## 任务要求
从下面文档正文的最后一句之后续写这篇谈少数民族音乐融入流行音乐的文章。

中国流行音乐的探索自上世纪30 年代爵士风格的民歌小调,到80 年代山西、陕西民歌与摇滚乐结合的“西北风”,逐渐告别本土文化趋于国际流行强势文化。90 年代何训田与朱哲琴合作的“世界音乐”在国际乐坛广获赞誉。进入新世纪后,“中国风”的盛极一时,使得流行音乐从业者始终在思考“如何使我们的流行音乐具有本土文化辨识度?”,“如何摆脱在国际乐坛上的失语境地?”等问题。越来越多的创作者意识到重新挖掘民族民间音乐素材的必要。流行音乐与传统民族民间音乐的血缘关系非常紧密,传统民族民间音乐是现代流行音乐的生命和灵魂所在,是流行音乐发展的不竭动力[1]。将具有辨识度的少数民族音乐融入流行音乐的创作、制作和演唱中,这种少数民族指示物就延展成为一种本土文化符号。

在我国流行音乐发展进程中,首先将少数民族文化符号运用于流行音乐中的实践者是来自四川大凉山的彝族音乐人。上世纪90 年代,在凉山彝族出现了“山鹰”与“彝人制造”等原创音乐组合。以“山鹰”组合为代表的当代彝族原创音乐在90年代得到良好的发展。他们的创作多取材于彝族传统文化风俗,并时而用母语演唱,以其质朴又深邃的民族精神反映着彝族人民的生活。“山鹰”组合将彝族传统音乐流行化,使用现代音乐技术手段,成功地转接彝族民间音乐素材,丰富了歌曲的表现力。“山鹰”组合是少数民族音乐与流行音乐结合的先行者,让人们领略了彝族音乐的魅力,也让更多的音乐人发现少数民族音乐流行化的可能性,并影响一批彝族音乐人的产生。如果说“山鹰”“彝人制造”等音乐组合为彝族第一代原创音乐力量,那么当今,同样从大凉山走出的彝族歌手吉杰和莫西子诗应是代表彝族流行音乐的最新阵容。

## 材料
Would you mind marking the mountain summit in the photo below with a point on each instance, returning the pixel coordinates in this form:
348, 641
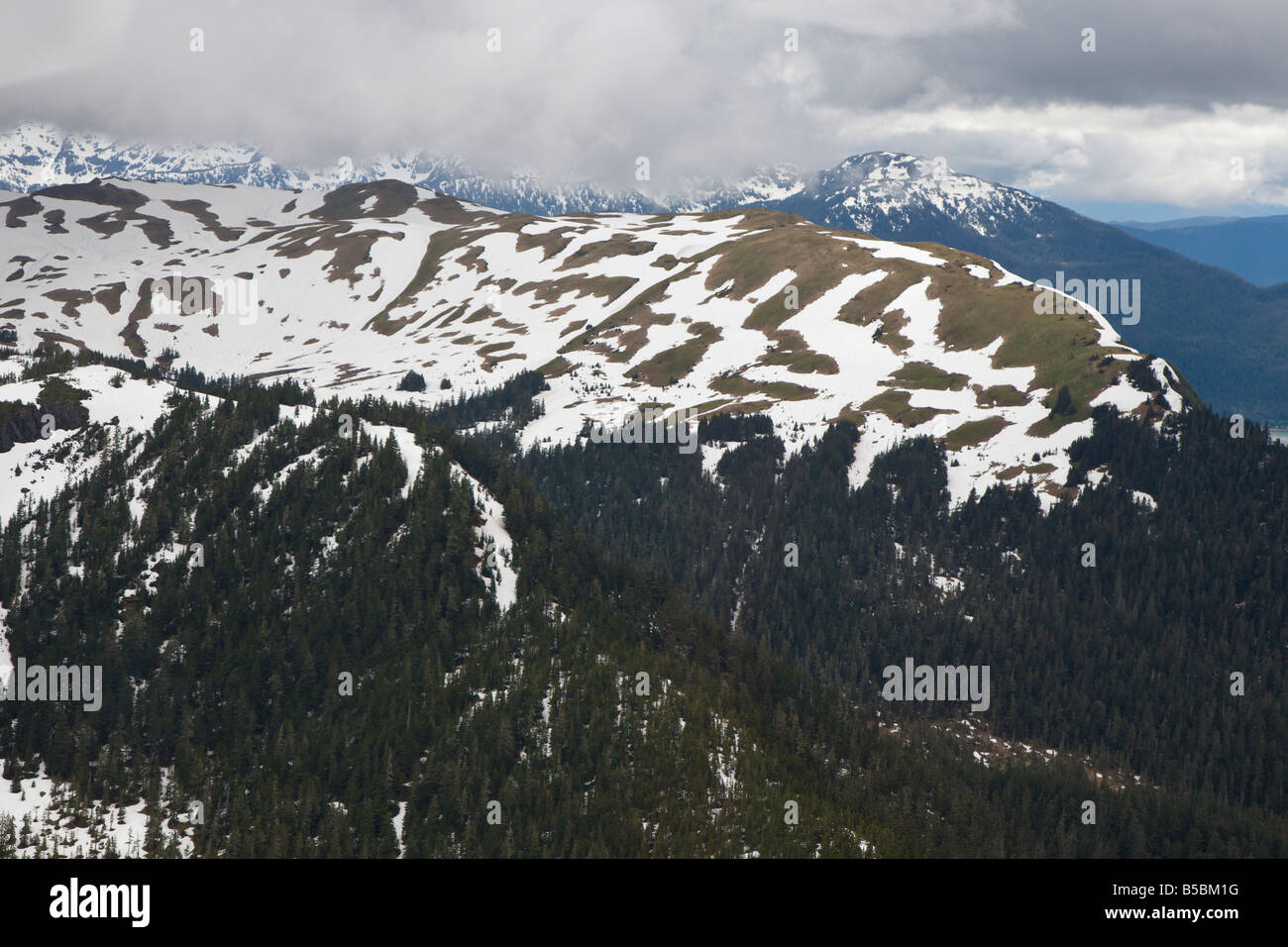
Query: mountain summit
741, 311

## 书面回答
在前辈引领的彝族流行音乐道路上,新一代音乐人继续前行,他们的作品进一步开拓彝族民间音乐内容,并使其在流行音乐形式下将民族个性最大发挥。吉杰完美得将彝族音乐与欧美索尔(soul)结合,推出名为《自深深处/yisoul》的唱片。莫西子诗则将一种本真的民族情绪注入民谣 folk中,也终于在今年9 月份发行了酝酿多年的纯彝语唱片《原野》,被誉为彝族民谣创始人。音乐风格多元化是衡量一个国家或地区音乐行业发展水平的标志之一,吉杰与莫西子诗的创作分别以索尔与民谣两种音乐类型为载体来表达彝族文化与彝人情感,既丰富了国内流行音乐的形态,又让彝族民歌有了创新性的发展。故笔者以探索彝族当代原创音乐在彝族文化体系中潜在的演进轨迹及其重构与创新,从音乐风格分析的角度出发来探析彝族流行音乐的模样。

一、吉杰:在文化融合中寻找魂归路

专辑《自深深处》中,第一首歌曲由吉杰与莫西子诗合作完成的引子,叫做《魂归路漫漫》。这是一首用彝语吟唱的歌曲,来源于彝族祭司毕摩在为去世的彝人送葬时所吟诵的指引灵魂跋山涉水回归祖先驻地的诵经,充满少数民族的宗教神秘感。吉杰在唱片文案中这样写到“我们用这段创作作为专辑的开篇,是希望在找寻音乐灵魂的漫漫旅程中,也能同样被指引,被鼓励,被帮助……”。吉杰正是选择了一条在中西文化融合中寻找彝族音乐灵魂的“曲线救国”道路。纯粹的少数民族音乐在传播过程中难以直接被大众接受欣赏,那么先采用流行的、国际化的东西吸引眼球,在获得认可后再进一步展示彝族的音乐、文化等,在大众流行音乐文化中渗透少数民族地区文化。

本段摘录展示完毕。